DOCUMENT EXCERPT:
━━━━━━━━━━━━━━━━━━━━

Although the above magnetically-driven adhesive achieved rapid modulation of the adhesion force, the authors did not report on the durability of their adhesive. Wang et al. obtained novel nanocomposites by using nano-reinforcements of iron oxides modified with polyurethane acrylates, thus fabricating tilted functional-gradient pillars (s-FGPs) (as shown in Figure 13d). The shear adhesion of the s-FGPs was 9 N/cm2, and there was no adhesion degradation even after more than 2000 cycles of adhesion/desorption [97]. The stability of magnetorheological elastomers (MREs) can effectively mitigate the flow and deposition tendency of magnetorheological materials [98], and the controllable adhesive prepared from them showed a 2-fold increase in adhesion force. Furthermore, they could switch between strong and weak adhesion states within 1 s [99].

━━━━━━━━━━━━━━━━━━━━

(Recorded data)
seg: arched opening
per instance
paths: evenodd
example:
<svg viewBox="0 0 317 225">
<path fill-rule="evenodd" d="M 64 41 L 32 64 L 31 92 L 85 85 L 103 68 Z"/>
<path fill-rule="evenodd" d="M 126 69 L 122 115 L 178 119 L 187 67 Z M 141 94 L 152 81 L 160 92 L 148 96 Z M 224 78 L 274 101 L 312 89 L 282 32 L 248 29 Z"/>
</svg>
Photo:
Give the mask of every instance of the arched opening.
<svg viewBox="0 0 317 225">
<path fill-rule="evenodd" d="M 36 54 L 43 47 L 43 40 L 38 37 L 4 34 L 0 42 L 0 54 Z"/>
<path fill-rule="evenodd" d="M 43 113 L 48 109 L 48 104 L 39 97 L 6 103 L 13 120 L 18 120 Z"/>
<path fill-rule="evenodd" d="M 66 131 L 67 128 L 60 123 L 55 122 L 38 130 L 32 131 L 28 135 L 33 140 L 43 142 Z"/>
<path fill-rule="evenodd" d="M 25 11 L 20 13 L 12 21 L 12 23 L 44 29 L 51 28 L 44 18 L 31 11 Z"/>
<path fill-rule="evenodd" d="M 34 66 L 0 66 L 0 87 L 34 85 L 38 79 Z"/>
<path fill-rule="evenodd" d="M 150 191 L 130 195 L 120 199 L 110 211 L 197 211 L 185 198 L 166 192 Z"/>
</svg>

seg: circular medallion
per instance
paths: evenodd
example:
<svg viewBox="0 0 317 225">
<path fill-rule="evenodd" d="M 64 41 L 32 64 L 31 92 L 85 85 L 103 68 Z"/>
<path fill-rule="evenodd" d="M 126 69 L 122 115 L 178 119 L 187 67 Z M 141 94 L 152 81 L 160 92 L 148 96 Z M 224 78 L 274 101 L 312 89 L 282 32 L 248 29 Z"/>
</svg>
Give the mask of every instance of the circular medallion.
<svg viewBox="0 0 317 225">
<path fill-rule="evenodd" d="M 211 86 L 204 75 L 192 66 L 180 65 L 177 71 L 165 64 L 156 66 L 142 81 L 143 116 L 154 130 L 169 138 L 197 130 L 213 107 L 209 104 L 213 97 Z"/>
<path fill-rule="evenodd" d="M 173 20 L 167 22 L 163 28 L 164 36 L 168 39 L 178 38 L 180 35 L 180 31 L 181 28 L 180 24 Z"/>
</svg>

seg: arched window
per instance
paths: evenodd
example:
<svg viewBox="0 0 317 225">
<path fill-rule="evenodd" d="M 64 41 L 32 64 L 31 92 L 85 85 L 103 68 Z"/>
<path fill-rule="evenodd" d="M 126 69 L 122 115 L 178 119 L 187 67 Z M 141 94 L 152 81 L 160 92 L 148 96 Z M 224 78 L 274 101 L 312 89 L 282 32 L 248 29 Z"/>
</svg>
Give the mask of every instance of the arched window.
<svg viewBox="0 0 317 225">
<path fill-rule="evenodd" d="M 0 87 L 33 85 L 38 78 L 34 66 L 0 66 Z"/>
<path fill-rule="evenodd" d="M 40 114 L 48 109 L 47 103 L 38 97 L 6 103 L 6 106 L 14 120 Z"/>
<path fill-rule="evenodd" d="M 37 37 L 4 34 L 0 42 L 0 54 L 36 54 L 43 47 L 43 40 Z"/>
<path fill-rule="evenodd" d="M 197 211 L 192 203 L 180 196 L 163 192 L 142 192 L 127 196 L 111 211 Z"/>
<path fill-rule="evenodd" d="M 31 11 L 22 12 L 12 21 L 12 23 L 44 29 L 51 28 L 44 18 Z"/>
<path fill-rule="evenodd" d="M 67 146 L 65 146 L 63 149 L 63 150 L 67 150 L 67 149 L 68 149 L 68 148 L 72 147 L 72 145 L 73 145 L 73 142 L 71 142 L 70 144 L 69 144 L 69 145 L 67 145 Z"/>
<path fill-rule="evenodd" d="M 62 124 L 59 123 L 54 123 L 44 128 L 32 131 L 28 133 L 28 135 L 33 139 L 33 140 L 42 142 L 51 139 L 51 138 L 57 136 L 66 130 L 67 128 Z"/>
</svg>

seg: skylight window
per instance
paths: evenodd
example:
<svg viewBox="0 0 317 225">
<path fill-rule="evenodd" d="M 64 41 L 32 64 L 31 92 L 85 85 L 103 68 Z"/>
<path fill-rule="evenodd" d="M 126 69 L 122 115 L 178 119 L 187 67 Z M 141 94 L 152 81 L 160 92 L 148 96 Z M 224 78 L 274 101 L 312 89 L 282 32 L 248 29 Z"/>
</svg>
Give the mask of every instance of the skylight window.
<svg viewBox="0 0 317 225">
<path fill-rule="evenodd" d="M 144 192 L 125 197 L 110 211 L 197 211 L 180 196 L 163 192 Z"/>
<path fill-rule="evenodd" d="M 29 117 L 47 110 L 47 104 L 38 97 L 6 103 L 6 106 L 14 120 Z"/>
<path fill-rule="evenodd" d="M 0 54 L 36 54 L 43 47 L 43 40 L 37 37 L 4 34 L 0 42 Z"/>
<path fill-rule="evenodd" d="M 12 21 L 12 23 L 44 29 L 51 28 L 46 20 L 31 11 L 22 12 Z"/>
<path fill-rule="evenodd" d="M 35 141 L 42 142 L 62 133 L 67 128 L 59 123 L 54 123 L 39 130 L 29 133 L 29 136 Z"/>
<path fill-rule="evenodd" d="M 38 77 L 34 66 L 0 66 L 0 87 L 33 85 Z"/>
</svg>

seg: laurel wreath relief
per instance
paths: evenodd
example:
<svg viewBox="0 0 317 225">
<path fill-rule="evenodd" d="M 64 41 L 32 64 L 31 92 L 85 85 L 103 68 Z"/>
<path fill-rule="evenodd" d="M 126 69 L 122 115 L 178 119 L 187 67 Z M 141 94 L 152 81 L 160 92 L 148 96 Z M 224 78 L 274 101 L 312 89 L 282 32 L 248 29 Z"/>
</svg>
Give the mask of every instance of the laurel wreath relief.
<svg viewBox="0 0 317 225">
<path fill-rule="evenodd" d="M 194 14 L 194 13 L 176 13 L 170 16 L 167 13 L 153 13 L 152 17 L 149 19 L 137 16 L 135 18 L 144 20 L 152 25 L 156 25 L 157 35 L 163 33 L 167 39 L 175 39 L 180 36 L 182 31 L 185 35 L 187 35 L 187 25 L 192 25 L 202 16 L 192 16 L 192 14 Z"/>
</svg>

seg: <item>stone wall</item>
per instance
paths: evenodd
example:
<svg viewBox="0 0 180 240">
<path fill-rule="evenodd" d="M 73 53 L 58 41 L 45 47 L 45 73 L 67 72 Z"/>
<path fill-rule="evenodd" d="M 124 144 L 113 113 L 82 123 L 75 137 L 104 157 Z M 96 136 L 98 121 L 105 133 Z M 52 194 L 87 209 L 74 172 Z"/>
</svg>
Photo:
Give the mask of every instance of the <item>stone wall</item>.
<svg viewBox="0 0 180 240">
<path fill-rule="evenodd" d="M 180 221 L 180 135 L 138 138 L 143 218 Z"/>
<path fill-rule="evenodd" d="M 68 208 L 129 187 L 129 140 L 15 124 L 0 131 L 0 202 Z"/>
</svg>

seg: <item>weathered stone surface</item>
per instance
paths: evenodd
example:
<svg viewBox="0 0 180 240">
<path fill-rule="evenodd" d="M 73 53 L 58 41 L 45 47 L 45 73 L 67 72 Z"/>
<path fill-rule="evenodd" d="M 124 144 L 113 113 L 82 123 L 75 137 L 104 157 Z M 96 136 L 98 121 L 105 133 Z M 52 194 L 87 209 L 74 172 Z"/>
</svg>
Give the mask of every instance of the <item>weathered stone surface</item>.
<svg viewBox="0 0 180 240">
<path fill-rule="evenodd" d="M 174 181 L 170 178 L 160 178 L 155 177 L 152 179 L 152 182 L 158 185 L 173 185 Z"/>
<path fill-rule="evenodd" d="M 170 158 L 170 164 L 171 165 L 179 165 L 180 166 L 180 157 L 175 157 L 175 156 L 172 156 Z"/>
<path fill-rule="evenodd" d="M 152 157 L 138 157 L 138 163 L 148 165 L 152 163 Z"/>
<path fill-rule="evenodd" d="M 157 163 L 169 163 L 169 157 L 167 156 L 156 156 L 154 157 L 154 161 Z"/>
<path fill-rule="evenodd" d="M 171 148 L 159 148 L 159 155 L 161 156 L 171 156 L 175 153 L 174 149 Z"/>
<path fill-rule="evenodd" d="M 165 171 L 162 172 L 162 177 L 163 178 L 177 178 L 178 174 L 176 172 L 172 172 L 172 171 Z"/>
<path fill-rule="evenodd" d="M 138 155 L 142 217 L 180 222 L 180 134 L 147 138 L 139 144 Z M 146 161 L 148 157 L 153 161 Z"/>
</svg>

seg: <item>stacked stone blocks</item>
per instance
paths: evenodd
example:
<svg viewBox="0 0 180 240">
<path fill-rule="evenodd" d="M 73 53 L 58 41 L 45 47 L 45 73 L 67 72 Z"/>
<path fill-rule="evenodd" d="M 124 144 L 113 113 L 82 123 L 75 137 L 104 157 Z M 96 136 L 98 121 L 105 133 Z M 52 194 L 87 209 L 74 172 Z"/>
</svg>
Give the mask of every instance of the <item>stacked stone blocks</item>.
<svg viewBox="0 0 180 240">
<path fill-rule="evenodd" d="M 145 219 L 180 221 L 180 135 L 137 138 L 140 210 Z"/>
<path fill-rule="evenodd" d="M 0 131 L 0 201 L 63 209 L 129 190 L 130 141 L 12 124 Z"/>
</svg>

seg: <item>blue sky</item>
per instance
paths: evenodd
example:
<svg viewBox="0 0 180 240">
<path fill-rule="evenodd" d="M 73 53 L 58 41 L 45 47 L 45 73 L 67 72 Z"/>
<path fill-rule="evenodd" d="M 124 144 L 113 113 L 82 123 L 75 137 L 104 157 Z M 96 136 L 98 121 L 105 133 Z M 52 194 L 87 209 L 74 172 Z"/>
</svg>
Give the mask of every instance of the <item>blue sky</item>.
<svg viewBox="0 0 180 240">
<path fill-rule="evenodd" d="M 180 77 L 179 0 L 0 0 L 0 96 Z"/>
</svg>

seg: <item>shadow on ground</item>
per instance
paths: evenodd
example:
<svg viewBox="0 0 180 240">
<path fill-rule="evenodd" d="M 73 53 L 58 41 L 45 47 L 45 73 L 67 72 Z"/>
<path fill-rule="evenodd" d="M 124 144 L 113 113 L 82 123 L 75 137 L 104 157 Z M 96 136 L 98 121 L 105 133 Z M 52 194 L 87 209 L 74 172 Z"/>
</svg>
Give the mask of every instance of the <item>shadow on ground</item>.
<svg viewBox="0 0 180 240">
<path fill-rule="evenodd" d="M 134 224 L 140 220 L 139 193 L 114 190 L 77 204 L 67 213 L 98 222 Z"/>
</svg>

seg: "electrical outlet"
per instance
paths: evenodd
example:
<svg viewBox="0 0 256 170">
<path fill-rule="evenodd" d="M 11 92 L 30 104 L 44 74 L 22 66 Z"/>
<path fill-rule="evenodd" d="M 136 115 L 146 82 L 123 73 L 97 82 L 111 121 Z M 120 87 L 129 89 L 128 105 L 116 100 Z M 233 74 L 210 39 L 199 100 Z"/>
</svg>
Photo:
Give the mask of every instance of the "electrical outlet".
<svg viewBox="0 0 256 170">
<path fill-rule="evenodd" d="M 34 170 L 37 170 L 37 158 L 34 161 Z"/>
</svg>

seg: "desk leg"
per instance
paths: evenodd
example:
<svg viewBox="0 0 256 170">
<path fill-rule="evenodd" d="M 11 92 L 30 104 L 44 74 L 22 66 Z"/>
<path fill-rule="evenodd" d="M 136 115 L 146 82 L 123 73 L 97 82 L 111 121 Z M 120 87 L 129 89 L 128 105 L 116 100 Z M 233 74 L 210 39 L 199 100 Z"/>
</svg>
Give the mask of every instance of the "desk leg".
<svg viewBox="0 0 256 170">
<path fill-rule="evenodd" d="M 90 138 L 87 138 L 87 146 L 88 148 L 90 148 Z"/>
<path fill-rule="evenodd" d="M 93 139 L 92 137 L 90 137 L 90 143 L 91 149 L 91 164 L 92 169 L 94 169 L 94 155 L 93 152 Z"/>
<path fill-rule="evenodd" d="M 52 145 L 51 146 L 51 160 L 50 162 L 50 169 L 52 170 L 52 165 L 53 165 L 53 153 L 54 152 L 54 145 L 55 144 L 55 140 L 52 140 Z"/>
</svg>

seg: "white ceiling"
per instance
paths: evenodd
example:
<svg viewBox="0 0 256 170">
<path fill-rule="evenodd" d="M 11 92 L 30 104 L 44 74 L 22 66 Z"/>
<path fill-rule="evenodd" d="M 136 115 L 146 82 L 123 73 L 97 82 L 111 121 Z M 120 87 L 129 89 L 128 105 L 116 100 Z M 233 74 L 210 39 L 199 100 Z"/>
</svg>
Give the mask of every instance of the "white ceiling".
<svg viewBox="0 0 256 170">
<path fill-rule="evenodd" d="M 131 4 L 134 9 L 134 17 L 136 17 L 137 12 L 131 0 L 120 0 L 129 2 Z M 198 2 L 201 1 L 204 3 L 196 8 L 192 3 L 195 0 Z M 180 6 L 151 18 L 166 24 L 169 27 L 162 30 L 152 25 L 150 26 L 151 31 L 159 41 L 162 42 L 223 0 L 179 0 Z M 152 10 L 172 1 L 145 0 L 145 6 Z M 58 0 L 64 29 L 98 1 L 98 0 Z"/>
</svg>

━━━━━━━━━━━━━━━━━━━━

EXERCISE DETAILS: Resume the passage on magnetically switchable adhesives above, continuing after its final sentence.

RESULT:
3.2.3. Adhesives with Controllable Back Layers

Studies have shown that adjusting the stiffness of an adhesive surface’s backing layer can affect the adhesive surface’s controllable adhesion properties. A lower stiffness of the backing layer adapts better to the wall surface and has a larger contact area at the time of contact. Moreover, the shift to higher stiffness of the backing layer can lead to a more uniform load distribution and avoid localized detachment, resulting in higher adhesion strength [100,101]. Krahn et al. embedded CrystalbondTM phase change material into the backing layer of a mushroom-shaped adhesive surface (as shown in Figure 14a). The adhesion surface can thus be controlled by controlling the softness of the phase change material to control the adhesion force. During the adhesion process, the softening of the phase change material increases the contact area with the wall. Subsequent change of the phase change material from soft to hard can lead to a more uniform load distribution on individual mushroom-like fibers, thus avoiding stress concentration and improving the de-adhesion force [102]. Li et al. prepared a three-layered composite adhesion surface (as shown in Figure 14b) that used a mushroom-like adhesion layer as the top layer, a stiffness-variable layer made of thermoplastic polyurethane as the middle layer, and an electro-thermal film as the bottom layer. The electric heating film was heated by controlling its voltage. When the temperature exceeded the softening point of the thermoplastic polyurethane, the overall structural stiffness of the adhesive surface became smaller, the contact area with the non-flat wall increased, and the adhesion force could be increased by three orders of magnitude [103].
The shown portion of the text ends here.